■ **What you need to do**: Below are records to print word for word; include none of their pictures.

■ **Records provided**:
------------
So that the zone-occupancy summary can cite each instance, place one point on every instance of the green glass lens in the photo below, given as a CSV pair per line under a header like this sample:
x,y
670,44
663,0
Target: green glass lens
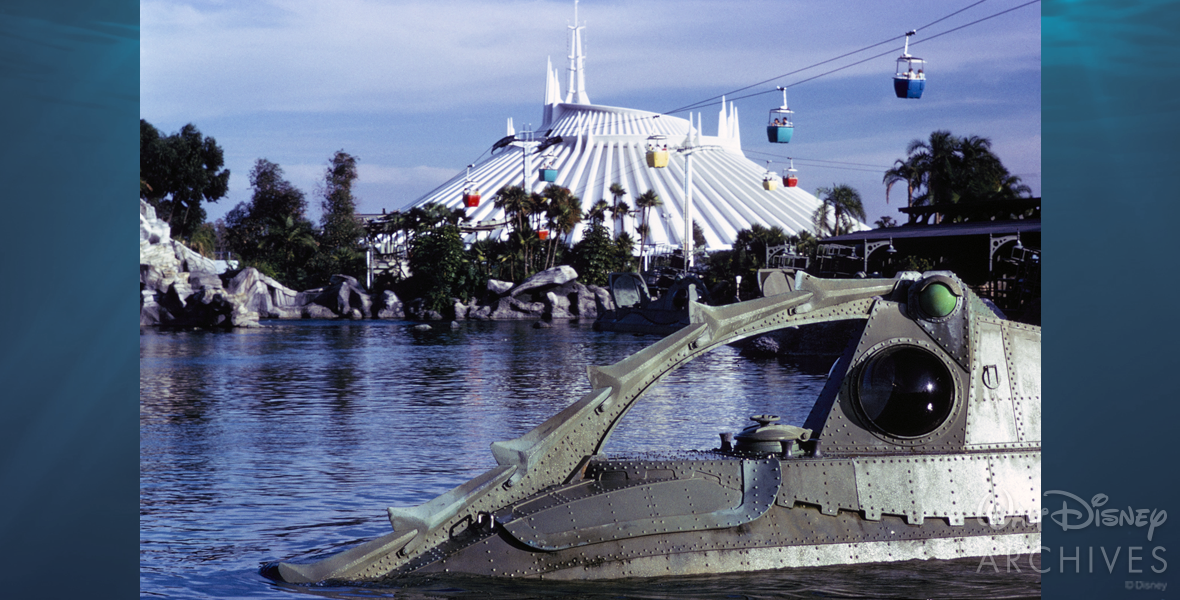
x,y
937,300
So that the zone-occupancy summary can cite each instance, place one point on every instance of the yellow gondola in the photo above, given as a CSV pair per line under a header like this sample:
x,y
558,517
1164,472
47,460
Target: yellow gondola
x,y
657,152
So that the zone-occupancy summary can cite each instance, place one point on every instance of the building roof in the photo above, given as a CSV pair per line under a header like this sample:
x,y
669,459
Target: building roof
x,y
601,145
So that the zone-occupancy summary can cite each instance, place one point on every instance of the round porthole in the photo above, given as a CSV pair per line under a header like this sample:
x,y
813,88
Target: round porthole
x,y
905,391
936,298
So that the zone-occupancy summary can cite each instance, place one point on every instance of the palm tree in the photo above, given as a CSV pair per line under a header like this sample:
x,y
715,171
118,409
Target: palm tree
x,y
845,203
620,209
948,169
935,163
513,201
646,201
598,212
903,170
563,212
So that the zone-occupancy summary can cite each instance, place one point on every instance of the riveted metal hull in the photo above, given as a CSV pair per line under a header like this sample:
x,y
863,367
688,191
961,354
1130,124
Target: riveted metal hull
x,y
923,444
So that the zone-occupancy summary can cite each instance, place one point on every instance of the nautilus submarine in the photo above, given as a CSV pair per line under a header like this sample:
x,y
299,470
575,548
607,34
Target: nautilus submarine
x,y
924,443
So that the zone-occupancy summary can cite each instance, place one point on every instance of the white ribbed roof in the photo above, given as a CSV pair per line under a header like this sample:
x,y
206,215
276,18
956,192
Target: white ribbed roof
x,y
607,144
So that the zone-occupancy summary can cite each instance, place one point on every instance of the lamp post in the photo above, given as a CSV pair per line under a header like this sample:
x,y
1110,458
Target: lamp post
x,y
996,243
871,247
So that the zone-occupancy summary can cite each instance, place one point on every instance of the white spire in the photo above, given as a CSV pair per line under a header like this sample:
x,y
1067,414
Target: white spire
x,y
552,93
722,122
734,128
576,91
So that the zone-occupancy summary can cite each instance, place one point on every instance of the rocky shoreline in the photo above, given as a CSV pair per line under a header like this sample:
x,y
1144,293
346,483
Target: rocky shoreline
x,y
178,287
------------
■ **Response for this exercise**:
So that the zone-occupancy summary can cite each instance, place one point on every instance of the green glass lens in the photo below, given as a CSV pair per line under a header like this sample:
x,y
670,44
663,0
Target: green glass lens
x,y
937,300
So that the zone-occupancy summary can cite each instance, place one point on every instance of the yellow gondola in the photo above, given as a CSV pair per line under a header like this sample:
x,y
558,517
1164,472
47,460
Target: yellow gondola
x,y
657,152
So that the zone-occupancy summary can cite each instance, place one point on every instance of the building roof in the photo above, given as a CSV pair per line under a header like this sample:
x,y
669,459
Target: building roof
x,y
601,145
So that the zone-occupancy summary can cite each instance, place one point on every instance of the round porthole in the photo above, given as a CSV pair per line under a header like this sample:
x,y
813,88
Target: round porthole
x,y
905,391
936,298
So that the zone-occupancy summary can cite each instance, place one point on every instance of the palm tree in the photo above, given as a CSV pair per line under a header like this sample:
x,y
715,171
118,409
Target: palm tree
x,y
845,203
620,209
948,169
935,163
513,201
646,201
598,212
903,170
563,212
So that the zone-occupancy summary can cite each instance, place one point on every instance of the riveted metal hull in the photo above, given as a CSV pair per line under a header like this sample:
x,y
863,367
688,191
961,354
1130,124
Target: riveted metal hull
x,y
923,444
So that the zone-occupancy summary can cite each instance, place one point on every instance of the nautilus submarine in the photo above, given as a CSV pair per line under a header like this sample:
x,y
299,470
575,548
607,34
Target: nautilus submarine
x,y
924,443
So that the zone-occupancy summary can cite each instance, place one point on every instance of the white ribbed roof in the photo above, given as a CSV pair per line under a header like this sample:
x,y
206,215
276,18
956,192
Target: white ribbed roof
x,y
607,144
So that the zone-occupancy summary can cite each instance, place one point on every instance of the lamp post in the photo above, given as a CSV pair per line under a header like this sample:
x,y
1110,458
Target: lamp post
x,y
996,243
871,247
So that the zone-occupancy summary can cite each instance, place one point on every instance of the white spire in the photo above, given as a CSV pair per line under a header like this sample:
x,y
1067,414
Target: white spire
x,y
552,93
722,122
734,128
576,91
So that the zone-occupancy summary can cite each instance, place one point on every instance of the rocky shoreline in the photo above, given as a CSV pair per line under a header like this sample:
x,y
1144,293
346,483
Target: rocky shoreline
x,y
178,287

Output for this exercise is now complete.